→ Check your understanding:
**a.** In the article on the liver fibrosis blood test, how many Australians received a liver transplant in 2015?
**b.** For each statement, say whether it agrees with the article on the liver fibrosis blood test, and quote the words from the article that decide it. (i) The ELF test measures chemicals in the bloodstream that show how much fibrosis chronic liver disease has caused. (ii) Half of Australian adults have non-alcoholic fatty liver disease. (iii) Professor William Rosenberg is based in Brisbane.
**c.** Pick up the article on the liver fibrosis blood test after its final sentence and continue it.

→ Exercise passage:
-.-.-

A new blood test may provide a safer, relatively pain-free alternative to liver biopsy for some people with chronic liver disease.

In Australia, 30% of adults have non-alcoholic fatty liver disease and it is set to become one of our most prevalent chronic diseases.

The Enhanced Liver Fibrosis test (ELF) measures chemicals in the bloodstream that indicate the degree of fibrosis (scar tissue) caused by chronic liver disease. Significant fibrosis suggests progression towards cirrhosis, where scarring is so severe the liver can fail. This can lead to liver cancer or transplant. 264 Australians received a liver transplant in 2015.

Chronic liver diseases that can cause fibrosis include viral hepatitis and alcohol induced damage. However, the prevalence of non-alcoholic fatty liver disease is predicted to sky-rocket as obesity increases.

Brisbane Hepatologist {liver specialist} Professor Elizabeth Powell says:

“Non-alcoholic fatty liver disease will soon surpass viral hepatitis as the leading cause of liver transplant in Australia. Detecting liver damage is important to allow monitoring for complications such as liver cancer.”

The test’s co-creator, London based Professor William Rosenberg says,

“This test potentially has great benefits to patients and the safety, speed and simplicity of a blood test means people can be easily monitored over time.”

-.-.-

→ Entries supplied:
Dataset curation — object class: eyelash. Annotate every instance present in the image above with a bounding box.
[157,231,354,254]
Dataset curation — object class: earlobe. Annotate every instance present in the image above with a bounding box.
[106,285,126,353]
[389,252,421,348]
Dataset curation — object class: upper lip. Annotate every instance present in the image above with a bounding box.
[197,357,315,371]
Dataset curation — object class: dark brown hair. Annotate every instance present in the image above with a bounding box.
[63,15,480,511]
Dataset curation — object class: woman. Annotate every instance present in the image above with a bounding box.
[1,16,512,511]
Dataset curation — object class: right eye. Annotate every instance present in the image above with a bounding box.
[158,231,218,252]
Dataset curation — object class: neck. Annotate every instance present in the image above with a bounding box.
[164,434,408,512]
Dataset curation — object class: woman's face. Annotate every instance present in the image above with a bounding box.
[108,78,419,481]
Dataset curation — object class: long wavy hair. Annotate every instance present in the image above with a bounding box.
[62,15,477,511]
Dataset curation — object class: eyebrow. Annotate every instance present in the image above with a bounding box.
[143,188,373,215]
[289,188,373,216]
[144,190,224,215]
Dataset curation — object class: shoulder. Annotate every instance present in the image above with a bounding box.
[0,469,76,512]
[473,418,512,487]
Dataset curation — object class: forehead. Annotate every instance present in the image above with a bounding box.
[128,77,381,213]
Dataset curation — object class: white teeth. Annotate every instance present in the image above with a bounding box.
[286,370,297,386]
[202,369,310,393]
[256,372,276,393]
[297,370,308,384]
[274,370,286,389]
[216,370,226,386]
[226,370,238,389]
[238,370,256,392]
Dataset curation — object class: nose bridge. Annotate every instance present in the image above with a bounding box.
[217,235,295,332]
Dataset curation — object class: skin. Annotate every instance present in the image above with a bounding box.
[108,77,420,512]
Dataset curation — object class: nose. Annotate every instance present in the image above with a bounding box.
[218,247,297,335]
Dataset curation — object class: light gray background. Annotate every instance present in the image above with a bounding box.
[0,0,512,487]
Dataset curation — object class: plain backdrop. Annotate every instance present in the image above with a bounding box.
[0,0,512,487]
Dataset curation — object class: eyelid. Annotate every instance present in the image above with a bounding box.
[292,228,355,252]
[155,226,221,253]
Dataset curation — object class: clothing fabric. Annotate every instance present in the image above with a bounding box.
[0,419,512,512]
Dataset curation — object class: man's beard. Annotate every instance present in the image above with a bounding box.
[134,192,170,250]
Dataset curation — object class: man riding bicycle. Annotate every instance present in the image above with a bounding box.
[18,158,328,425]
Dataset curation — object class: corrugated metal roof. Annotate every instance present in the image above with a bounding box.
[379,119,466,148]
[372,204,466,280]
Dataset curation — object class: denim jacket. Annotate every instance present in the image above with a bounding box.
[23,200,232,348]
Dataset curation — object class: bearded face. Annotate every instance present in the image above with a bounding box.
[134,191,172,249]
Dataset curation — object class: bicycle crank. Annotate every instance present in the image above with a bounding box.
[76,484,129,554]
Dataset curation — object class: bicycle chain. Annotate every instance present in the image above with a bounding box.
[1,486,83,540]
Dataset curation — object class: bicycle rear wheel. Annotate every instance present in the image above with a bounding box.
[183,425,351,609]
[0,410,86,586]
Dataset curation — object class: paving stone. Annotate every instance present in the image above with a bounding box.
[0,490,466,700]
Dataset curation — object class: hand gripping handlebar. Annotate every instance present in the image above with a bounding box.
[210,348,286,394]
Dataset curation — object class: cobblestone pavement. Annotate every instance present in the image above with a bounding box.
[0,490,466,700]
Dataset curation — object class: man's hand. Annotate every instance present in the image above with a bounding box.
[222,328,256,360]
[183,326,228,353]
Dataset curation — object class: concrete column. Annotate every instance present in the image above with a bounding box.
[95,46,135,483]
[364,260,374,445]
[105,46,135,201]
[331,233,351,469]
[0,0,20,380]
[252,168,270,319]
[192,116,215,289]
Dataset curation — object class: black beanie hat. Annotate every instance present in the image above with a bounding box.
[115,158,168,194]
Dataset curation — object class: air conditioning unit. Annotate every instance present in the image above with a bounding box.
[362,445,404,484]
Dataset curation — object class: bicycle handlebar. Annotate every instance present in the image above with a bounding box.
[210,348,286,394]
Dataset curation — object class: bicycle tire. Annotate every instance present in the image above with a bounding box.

-.-.-

→ Exercise answers:
**a.** 264 Australians received a liver transplant in 2015.

**b.**
(i) Yes: "measures chemicals in the bloodstream that indicate the degree of fibrosis (scar tissue) caused by chronic liver disease"
(ii) No: "In Australia, 30% of adults have non-alcoholic fatty liver disease"
(iii) No: "London based Professor William Rosenberg"

**c.**
Liver biopsies analysed in pathology laboratories are currently used to assess fibrosis. However, this invasive procedure may be painful and carries a risk of internal bleeding. They therefore cannot be used repeatedly to monitor response to treatment.

Professor Powell adds,

“A lot of resources are going into developing drug treatments for non-alcoholic fatty liver disease. When those come to fruition, this test may play a huge role in identifying and monitoring patient response to these therapies.”

A/Professor Graham Jones is a Sydney-based Pathologist. He says,

“Australians have access to some of the world’s highest quality pathology services. Moving towards minimally invasive tests is a great example of innovation that could help reduce patient anxiety, discomfort and health risks.”

Whilst the test is available in Australia, patients must currently pay for it. Australian medical experts are still understanding how the test fits in with existing Australian treatment guidelines for liver disease.